> [WHAT IS ASKED]
#1 Name the clichés the narrator mentally sifts through in the passage about marriage advice.
#2 Rewrite the passage about marriage advice from "I paused for" up to and including "resonate with her?", putting "hesitated" in place of "paused".

> [PASSAGE]
____________

Within minutes, it felt like I had known her my whole life. After we exchanged a few initial details, she dove straight for the heart of things: “Wow, you’ve been married for so long!! What marriage advice do you have for us?”

I paused for a beat. It had been a while since I had shared any marriage advice, and the guarded part of me that screamed, “DON’T GIVE UNSOLICITED ADVICE!!” clammed me up while my brain tried to think of something useful to offer. But she had asked, so this wasn’t unsolicited.

What advice did I have to offer someone who I had just met, whose husband’s name I was struggling to recall at the moment, and whose personality honestly seemed so warm and open and sweet that maybe the lessons and struggles I had wouldn’t even resonate with her?

“Hmm,” I wondered, mentally sifting through clichés like communication is key, and date each other, and the couple that plays together stays together! Nah. Anyone who actually asks for marriage advice has probably heard all of this. Then I mentally pulled up an email I had sent to myself just last week, full of marriage tips and reminders I had noted to myself over the course of the last couple years: Don’t bring up serious stuff with Ben right before bedtimeAsk more follow-up questions when Ben shares about work… Hmm… These all felt very specific to me, and I couldn’t recall any more of the reminders I had written to myself. And then I saw the answer right before me.

____________

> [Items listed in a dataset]
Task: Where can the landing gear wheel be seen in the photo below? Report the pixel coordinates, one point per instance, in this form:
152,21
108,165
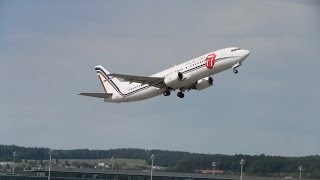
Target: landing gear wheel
166,93
180,94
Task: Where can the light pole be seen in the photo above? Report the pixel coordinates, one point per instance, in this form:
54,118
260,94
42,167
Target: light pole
50,152
213,166
14,154
152,158
112,163
300,169
241,163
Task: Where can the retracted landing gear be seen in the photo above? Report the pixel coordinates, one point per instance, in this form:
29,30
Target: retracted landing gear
166,93
180,94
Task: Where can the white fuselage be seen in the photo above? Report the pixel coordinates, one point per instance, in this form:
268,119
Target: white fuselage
192,70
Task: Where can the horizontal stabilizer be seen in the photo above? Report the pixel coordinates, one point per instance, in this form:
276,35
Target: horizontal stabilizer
98,95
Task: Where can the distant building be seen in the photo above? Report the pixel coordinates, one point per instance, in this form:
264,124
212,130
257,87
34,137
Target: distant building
210,171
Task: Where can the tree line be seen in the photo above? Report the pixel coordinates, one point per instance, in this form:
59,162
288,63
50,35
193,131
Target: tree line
258,165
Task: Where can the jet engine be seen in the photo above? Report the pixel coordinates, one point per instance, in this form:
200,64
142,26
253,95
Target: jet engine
204,83
173,80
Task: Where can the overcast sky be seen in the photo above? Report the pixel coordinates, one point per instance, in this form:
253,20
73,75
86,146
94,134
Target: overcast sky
48,50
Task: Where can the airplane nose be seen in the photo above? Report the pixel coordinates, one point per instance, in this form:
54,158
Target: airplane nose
246,53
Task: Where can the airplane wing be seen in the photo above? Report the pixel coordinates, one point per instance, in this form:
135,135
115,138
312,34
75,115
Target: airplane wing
152,81
97,95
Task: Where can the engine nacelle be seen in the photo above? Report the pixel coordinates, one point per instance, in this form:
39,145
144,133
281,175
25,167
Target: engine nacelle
173,79
204,83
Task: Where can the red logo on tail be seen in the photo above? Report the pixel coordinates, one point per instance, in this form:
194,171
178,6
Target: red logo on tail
210,60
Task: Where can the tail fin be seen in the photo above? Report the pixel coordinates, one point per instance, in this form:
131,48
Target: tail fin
110,84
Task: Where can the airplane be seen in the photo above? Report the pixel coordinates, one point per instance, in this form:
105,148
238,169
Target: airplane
194,74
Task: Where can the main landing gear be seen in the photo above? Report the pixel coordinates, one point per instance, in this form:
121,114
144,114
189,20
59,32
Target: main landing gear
180,94
166,93
234,68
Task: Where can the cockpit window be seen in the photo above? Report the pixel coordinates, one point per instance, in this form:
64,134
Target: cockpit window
236,49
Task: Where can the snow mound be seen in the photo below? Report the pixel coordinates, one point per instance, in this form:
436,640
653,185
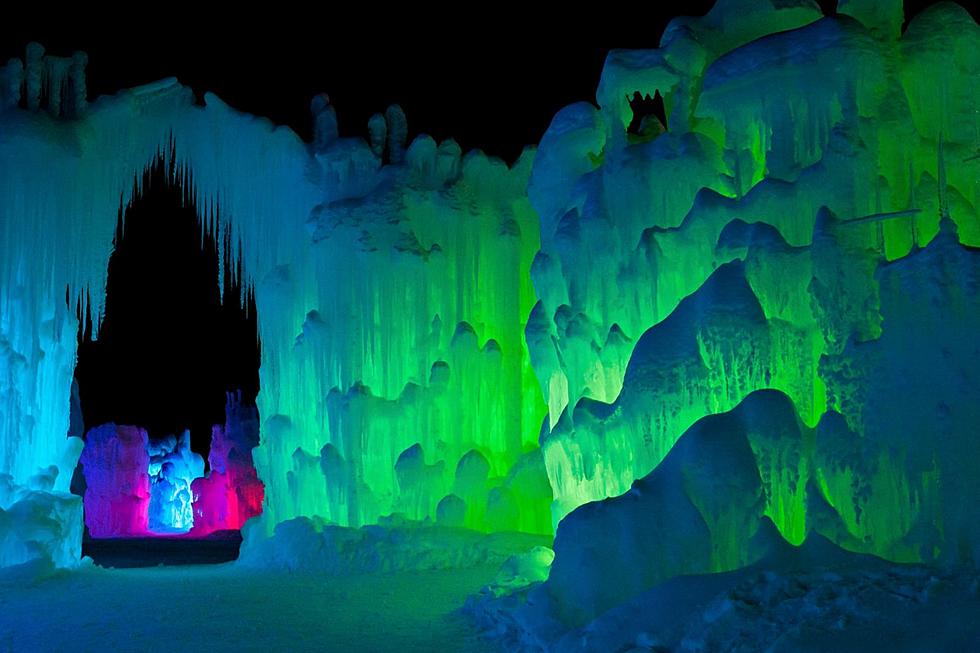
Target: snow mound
305,544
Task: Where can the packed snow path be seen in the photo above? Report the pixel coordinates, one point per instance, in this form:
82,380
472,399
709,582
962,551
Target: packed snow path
224,608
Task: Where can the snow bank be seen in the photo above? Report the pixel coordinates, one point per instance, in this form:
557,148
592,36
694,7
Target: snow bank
305,544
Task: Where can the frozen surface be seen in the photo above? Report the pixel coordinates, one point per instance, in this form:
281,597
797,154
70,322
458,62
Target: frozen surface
231,493
225,608
812,598
173,467
115,465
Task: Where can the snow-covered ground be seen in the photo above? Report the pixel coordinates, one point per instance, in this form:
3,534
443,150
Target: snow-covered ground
229,608
813,598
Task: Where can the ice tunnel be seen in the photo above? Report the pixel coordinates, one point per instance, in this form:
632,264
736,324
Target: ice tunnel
678,336
177,348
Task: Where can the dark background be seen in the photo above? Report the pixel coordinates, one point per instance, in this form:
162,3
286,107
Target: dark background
489,77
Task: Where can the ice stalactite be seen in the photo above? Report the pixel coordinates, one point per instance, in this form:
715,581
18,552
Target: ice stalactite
402,287
114,462
784,182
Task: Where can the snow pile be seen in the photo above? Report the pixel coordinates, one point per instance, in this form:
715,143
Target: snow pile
814,597
312,545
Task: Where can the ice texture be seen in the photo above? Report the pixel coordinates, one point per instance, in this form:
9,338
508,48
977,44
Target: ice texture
172,469
502,347
231,493
115,464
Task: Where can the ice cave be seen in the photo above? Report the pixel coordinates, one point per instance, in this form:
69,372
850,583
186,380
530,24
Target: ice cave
696,371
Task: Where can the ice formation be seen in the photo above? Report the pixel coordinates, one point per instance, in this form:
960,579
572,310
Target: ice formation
173,468
137,487
115,464
230,493
682,348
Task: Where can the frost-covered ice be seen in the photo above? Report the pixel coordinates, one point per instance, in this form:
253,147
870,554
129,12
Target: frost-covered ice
772,342
225,608
814,598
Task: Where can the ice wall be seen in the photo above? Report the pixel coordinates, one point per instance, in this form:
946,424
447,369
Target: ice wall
117,486
893,473
231,493
392,299
869,139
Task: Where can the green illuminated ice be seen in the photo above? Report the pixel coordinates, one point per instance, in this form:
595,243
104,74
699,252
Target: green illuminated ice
784,276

____________

> [OUTPUTS]
#1
- communication is key
- date each other
- the couple that plays together stays together

#2
I hesitated for a beat. It had been a while since I had shared any marriage advice, and the guarded part of me that screamed, “DON’T GIVE UNSOLICITED ADVICE!!” clammed me up while my brain tried to think of something useful to offer. But she had asked, so this wasn’t unsolicited.

What advice did I have to offer someone who I had just met, whose husband’s name I was struggling to recall at the moment, and whose personality honestly seemed so warm and open and sweet that maybe the lessons and struggles I had wouldn’t even resonate with her?